> Task instructions: Return every one of the entries below unchanged, line for line.

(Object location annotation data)
* * * * *

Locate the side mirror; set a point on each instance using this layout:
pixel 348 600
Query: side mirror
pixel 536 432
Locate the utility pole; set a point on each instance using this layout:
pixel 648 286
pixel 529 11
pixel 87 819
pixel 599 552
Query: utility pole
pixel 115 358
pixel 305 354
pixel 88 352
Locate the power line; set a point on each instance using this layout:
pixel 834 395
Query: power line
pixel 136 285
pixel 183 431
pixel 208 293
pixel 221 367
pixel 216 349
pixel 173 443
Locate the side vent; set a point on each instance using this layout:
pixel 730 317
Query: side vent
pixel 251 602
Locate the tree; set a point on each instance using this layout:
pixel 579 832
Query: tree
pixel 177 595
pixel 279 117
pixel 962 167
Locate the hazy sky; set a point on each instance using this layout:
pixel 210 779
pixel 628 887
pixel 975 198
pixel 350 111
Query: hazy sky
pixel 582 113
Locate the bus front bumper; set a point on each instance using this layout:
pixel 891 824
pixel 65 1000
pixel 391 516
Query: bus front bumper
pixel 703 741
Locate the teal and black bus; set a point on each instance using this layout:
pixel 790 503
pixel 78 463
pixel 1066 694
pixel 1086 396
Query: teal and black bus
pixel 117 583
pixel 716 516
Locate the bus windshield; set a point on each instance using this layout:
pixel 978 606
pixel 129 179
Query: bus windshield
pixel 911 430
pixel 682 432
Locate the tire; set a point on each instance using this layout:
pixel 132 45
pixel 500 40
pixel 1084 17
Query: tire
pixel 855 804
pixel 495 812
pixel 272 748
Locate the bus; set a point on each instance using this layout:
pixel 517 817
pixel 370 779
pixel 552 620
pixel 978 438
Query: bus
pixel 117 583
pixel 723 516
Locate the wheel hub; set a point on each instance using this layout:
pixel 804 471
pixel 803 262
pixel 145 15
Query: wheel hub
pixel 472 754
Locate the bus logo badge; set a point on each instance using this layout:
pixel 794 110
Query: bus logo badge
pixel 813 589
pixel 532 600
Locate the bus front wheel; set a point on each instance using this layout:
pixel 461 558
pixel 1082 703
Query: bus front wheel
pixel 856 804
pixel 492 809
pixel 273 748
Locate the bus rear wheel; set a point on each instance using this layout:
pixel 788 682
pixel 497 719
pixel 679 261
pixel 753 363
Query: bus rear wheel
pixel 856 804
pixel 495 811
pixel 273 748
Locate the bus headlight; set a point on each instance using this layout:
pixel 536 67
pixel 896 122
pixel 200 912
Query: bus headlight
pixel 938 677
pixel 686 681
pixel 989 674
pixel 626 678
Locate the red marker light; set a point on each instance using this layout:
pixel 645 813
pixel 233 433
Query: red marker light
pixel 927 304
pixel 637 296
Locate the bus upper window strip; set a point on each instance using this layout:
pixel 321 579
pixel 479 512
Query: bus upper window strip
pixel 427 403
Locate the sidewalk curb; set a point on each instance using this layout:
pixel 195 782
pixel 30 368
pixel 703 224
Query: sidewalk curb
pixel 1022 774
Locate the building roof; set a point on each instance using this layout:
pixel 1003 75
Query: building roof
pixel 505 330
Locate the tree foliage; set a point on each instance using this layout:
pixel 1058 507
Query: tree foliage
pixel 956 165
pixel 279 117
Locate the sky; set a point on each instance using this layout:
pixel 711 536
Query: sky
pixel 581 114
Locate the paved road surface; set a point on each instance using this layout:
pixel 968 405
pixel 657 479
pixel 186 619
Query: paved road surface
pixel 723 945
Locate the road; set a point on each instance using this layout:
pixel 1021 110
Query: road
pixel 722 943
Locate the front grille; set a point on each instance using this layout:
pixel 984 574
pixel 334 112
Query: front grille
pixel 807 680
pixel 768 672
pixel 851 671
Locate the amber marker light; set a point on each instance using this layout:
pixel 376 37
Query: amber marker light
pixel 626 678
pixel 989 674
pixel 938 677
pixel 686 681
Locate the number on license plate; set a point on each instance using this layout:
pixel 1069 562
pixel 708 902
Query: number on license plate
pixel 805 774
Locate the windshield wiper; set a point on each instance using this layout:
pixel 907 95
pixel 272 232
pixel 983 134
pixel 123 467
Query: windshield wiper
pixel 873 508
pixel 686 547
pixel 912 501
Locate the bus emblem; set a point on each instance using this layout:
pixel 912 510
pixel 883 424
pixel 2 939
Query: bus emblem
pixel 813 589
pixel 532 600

* * * * *

> Task answer:
Locate the side mirror; set a point on each instance using this layout:
pixel 348 600
Query: side mirror
pixel 536 432
Locate the utility pole; set a point on each instance using this layout:
pixel 648 286
pixel 529 11
pixel 87 819
pixel 599 552
Query: utility pole
pixel 115 358
pixel 305 354
pixel 88 352
Locate the power line; set a point on each instance using this layout:
pixel 834 395
Query: power line
pixel 136 285
pixel 183 431
pixel 208 293
pixel 221 367
pixel 216 349
pixel 173 443
Locate the side vent; set a point on each instance using this layout:
pixel 730 317
Query: side vent
pixel 251 602
Locate the tree; set a point on each instance using this layout:
pixel 579 832
Query: tree
pixel 177 595
pixel 279 117
pixel 962 167
Locate the hazy sky; set a point on each instance using this layout:
pixel 210 779
pixel 628 887
pixel 975 198
pixel 350 111
Query: hazy sky
pixel 582 113
Locate the bus front bumper; set a point on each instance using this layout:
pixel 891 824
pixel 65 1000
pixel 391 516
Query: bus front bumper
pixel 703 741
Locate the teal and black bus; set a point on each instance using this layout:
pixel 790 503
pixel 78 463
pixel 1066 694
pixel 1086 396
Query: teal and black bus
pixel 117 583
pixel 716 516
Locate the bus windshield; set a point on each instance using this layout:
pixel 978 606
pixel 129 179
Query: bus windshield
pixel 911 430
pixel 682 432
Locate the tire; set a point on each instance using this layout:
pixel 132 45
pixel 500 40
pixel 1084 17
Query: tire
pixel 855 804
pixel 495 812
pixel 272 748
Locate the bus; set a point on each instance using this layout:
pixel 517 817
pixel 370 779
pixel 552 620
pixel 978 438
Query: bus
pixel 117 583
pixel 723 516
Locate the wheel hub; set a point on each instance using this layout:
pixel 804 471
pixel 803 262
pixel 145 15
Query: wheel hub
pixel 472 754
Locate the bus logo badge; set a point on each instance using this layout:
pixel 794 110
Query: bus logo badge
pixel 813 589
pixel 532 600
Locate the bus front wheel; set a point on each instance using this layout:
pixel 461 558
pixel 1082 703
Query: bus front wheel
pixel 856 804
pixel 492 809
pixel 273 748
Locate the bus rear wheel; set a point on each instance using this layout:
pixel 788 682
pixel 497 719
pixel 679 261
pixel 753 363
Query: bus rear wheel
pixel 856 804
pixel 495 811
pixel 273 748
Locate the bus headlight; set a point on each instance using this layout:
pixel 536 67
pixel 896 122
pixel 200 912
Query: bus headlight
pixel 938 677
pixel 686 681
pixel 989 674
pixel 626 678
Locate the red marker light; set a point on each instance using this layout:
pixel 645 813
pixel 233 433
Query: red marker light
pixel 927 304
pixel 637 296
Locate the bus upper window strip; set a point on each instance using this layout:
pixel 321 579
pixel 479 512
Query: bus upper window strip
pixel 427 403
Locate the sidewalk curb; set a point on each instance using this layout:
pixel 195 782
pixel 30 368
pixel 703 224
Query: sidewalk curb
pixel 1022 774
Locate the building roof; set a point on each instance using this layout:
pixel 1003 75
Query: building roof
pixel 505 330
Locate the tree foliage; set a point on each instance using this layout:
pixel 1058 507
Query: tree foliage
pixel 956 165
pixel 279 117
Locate the sky; set a point on each instance using this layout:
pixel 711 536
Query: sky
pixel 581 114
Locate the paved road surface; set a point on each instance using this layout:
pixel 968 405
pixel 657 479
pixel 186 619
Query: paved road surface
pixel 723 945
Locate the road; set a point on each instance using this layout:
pixel 1021 110
Query: road
pixel 722 943
Locate the front grille; set a point on each instance using this layout:
pixel 984 574
pixel 334 112
Query: front grille
pixel 807 680
pixel 768 672
pixel 851 671
Locate the amber marker light; set a point on each instance using this layout:
pixel 376 37
Query: amber marker light
pixel 626 678
pixel 989 674
pixel 938 677
pixel 686 681
Locate the number on license plate; set a point on each instance using this layout:
pixel 1069 562
pixel 708 902
Query: number on license plate
pixel 805 774
Locate the windshield wiper; set a point on each instance using this layout:
pixel 907 95
pixel 272 232
pixel 983 134
pixel 123 467
Query: windshield wiper
pixel 873 508
pixel 686 547
pixel 912 501
Locate the bus emblem; set a point on each instance using this layout:
pixel 912 510
pixel 883 424
pixel 2 939
Query: bus emblem
pixel 813 589
pixel 532 600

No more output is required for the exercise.